» Data provided
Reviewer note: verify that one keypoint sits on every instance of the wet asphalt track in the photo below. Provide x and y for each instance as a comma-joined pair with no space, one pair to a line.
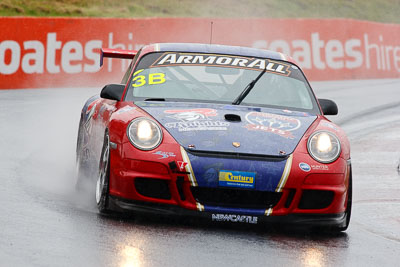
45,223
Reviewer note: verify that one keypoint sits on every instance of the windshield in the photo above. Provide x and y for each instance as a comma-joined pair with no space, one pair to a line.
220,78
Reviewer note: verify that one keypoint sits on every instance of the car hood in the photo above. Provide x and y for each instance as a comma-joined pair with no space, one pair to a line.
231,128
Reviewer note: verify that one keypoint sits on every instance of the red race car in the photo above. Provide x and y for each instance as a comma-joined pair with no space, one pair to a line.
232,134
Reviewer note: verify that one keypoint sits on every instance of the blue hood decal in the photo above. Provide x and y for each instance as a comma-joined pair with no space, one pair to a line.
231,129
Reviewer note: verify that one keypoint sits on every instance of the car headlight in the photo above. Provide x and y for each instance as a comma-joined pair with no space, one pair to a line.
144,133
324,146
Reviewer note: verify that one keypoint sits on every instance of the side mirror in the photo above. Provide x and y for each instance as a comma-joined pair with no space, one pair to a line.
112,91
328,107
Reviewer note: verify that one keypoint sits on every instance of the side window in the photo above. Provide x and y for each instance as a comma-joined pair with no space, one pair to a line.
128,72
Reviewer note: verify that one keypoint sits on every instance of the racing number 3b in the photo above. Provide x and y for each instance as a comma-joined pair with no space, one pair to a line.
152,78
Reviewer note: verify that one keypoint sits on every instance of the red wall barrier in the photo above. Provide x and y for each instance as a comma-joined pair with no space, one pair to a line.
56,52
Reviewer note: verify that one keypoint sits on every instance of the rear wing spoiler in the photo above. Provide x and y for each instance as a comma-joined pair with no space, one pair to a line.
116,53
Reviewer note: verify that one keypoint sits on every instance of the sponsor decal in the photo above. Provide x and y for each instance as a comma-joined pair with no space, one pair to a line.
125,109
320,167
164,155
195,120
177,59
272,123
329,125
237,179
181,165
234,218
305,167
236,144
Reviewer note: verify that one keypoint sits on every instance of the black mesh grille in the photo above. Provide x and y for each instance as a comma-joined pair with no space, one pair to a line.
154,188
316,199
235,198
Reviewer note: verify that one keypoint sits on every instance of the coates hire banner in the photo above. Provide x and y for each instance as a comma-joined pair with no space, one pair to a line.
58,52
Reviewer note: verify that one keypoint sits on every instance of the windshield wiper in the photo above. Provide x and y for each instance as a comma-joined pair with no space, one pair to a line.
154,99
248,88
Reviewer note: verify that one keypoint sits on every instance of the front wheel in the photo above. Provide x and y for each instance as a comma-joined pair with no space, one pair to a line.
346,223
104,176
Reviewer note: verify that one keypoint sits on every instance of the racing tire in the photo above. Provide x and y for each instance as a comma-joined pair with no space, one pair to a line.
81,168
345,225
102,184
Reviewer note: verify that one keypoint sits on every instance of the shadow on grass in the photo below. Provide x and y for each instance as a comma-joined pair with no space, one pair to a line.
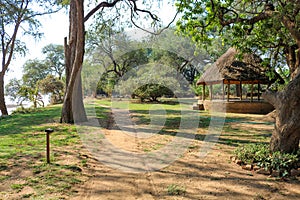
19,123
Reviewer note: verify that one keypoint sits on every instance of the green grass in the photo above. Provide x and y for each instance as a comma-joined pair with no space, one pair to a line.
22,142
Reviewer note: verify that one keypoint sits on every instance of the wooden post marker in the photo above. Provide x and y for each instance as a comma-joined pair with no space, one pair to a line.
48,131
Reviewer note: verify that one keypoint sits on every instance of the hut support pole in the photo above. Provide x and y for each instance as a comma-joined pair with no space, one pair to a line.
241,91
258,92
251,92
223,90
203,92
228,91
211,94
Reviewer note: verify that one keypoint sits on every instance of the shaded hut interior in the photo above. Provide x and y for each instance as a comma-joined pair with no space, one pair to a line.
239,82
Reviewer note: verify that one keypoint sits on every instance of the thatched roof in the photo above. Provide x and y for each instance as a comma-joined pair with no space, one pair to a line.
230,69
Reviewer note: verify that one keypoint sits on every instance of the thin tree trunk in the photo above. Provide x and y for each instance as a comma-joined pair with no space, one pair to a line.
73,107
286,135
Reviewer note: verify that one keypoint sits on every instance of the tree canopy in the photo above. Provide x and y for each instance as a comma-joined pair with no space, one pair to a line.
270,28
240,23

» What the exercise asks
Copy the listing in full and without alteration, omitting every picture.

» Written solution
Reviewer note: verify that one keypoint sits on every instance of the wet asphalt track in the photo below. Provide x and y for each instance as a comma-joined pair with no space, one pair to a line.
45,223
Reviewer note: verify that one keypoint sits on every instance of the windshield in the photo above. Provide x and y for each instance as a comma-joined pair with no space, one pair to a line.
220,78
Reviewer note: verify that one keypoint sits on every instance of the car hood in the photo above. Provide x and y for each instance as a comma-joined pair with no space, one pair to a line.
231,128
Reviewer note: verify that one keypoint sits on every instance of the red race car in the photo above. Provide x and y for each instance as a comma-joined pair with no space, one pair to a line.
232,134
Reviewer note: verify that one keypoint sits on every instance of the blue hood decal in the photo above. Provide x and y for each instance as a comma-joined pair with no space, one pair to a line.
231,129
Reviewer note: verify that one keypoint sits on every instance of the car headlight in the photo above. Provide x and y for each instance as a comma-joined pair with no space, one pair to a line.
144,133
324,146
Reviewer note: verify that one keypoint sits on every instance of the side mirror in the photo above. Provide x and y for each instance as a comma-joined pair with no space, one pair to a line.
112,91
328,107
Reviewer note: verify that one keypoint sits on every instance of the side window in the photo above. Provide x and y for each instance as a comma-joined pair with no space, one pair to a line.
128,72
Reviewer note: verify that one keypoint sits on every instance of the racing number 3b in the photo above. Provide x and y for each instance as a comma-joined pair with no space, one pair to a line.
152,78
Reviewer note: verify that one keypoint sits on every instance of the red wall barrier in the photo above. Provide x and y for each instance as a comma-joined pair with no space, one pair to a line.
56,52
Reviewer note: verify that one keypoint sits on every instance of the rear wing spoiler in the photo above. Provide x and y for each instance as a comma-joined pair with no space, one pair to a line.
116,53
Reviewer note: verify that one keypoint sits on every instance of the sponsor decal in the photo above. Provide x and y for each instance as a comma-joined pair with no space, one pair to a line.
125,109
320,167
164,155
195,120
177,59
272,123
329,125
237,179
181,165
234,218
305,167
236,144
Reviewer note: verify that one keypoint sits on every instance of the black mesh grille in the photo above. Provide x and y for each instance as a comma-joined pair with no space, one pair to a line.
154,188
316,199
235,198
Reviewer note: verify that one keypoint sits on every instance of the coates hire banner in the photo above. Provide x and y for each instance as a comma-joined pair with no space, one pair to a line.
58,52
Reviewer note: verify that one keypoint sits on every instance of the windshield wiper in the photo above. Provide x and y for each instance as a comma-joined pair with no space, one pair to a line.
154,99
248,88
Reviewer note: verify that one keypoint sits on every instance of the front wheel in the photo above. Provide x and y for each instance as a comma-joined pair with no space, one pair to a line.
346,223
104,176
Reviewer note: verify that one keypoint sits on every instance of the racing tire in the photo above. Provide x and y for each instance as a comma-joined pair with no space, one pair to a line.
81,168
345,225
102,184
Reviewer note: verify that one keypoint sits on every instance of the shadow on grass in the photo below. Provide x and y for each instance as a comma-joined pair with no space, one pair to a line.
19,123
Reviewer note: verify that one keypoint sits on every instance of the green grass in the photo above. Provide x and y for each instance as a comma-joined pair with no space, one pair to a line.
22,142
Reviewer note: verify that one keypoint sits on every instance of the wooden post marker in the photo above. Provide x and y for each instance as a comma-joined pair with no space, one pair to a line.
48,131
Reviewer note: verify that one keypoint sits on every instance of the hut support pole in the photo above. Provide x and y for each instance as a comma-joined pair with no space, one pair to a line.
241,91
258,92
251,92
223,90
203,92
228,91
211,94
Reviewer note: verify that one keypoint sits on every instance of the shaded hut interior in the photo above. Provide x and y for each instance as a comma-joined pair with no space, one pair to a line.
239,82
Reviewer note: verify that one keypoint sits on every instance of the thatched roof in the photo above. Provide x and y for each instance as a comma-joined pair with no space, one pair to a line.
230,69
Reviewer note: verify that one keypoint sits on every instance of the thin tree trunk in the photo above. Provide x and y for each instance as a comma-joined pair with no space, one pair to a line.
73,107
286,135
Reviewer note: verify that one keypoint sits on every instance of the tree canopy in the photo above. Provide x and y for each instance as a comma-joined pair with no space, one pair to a line.
270,28
240,23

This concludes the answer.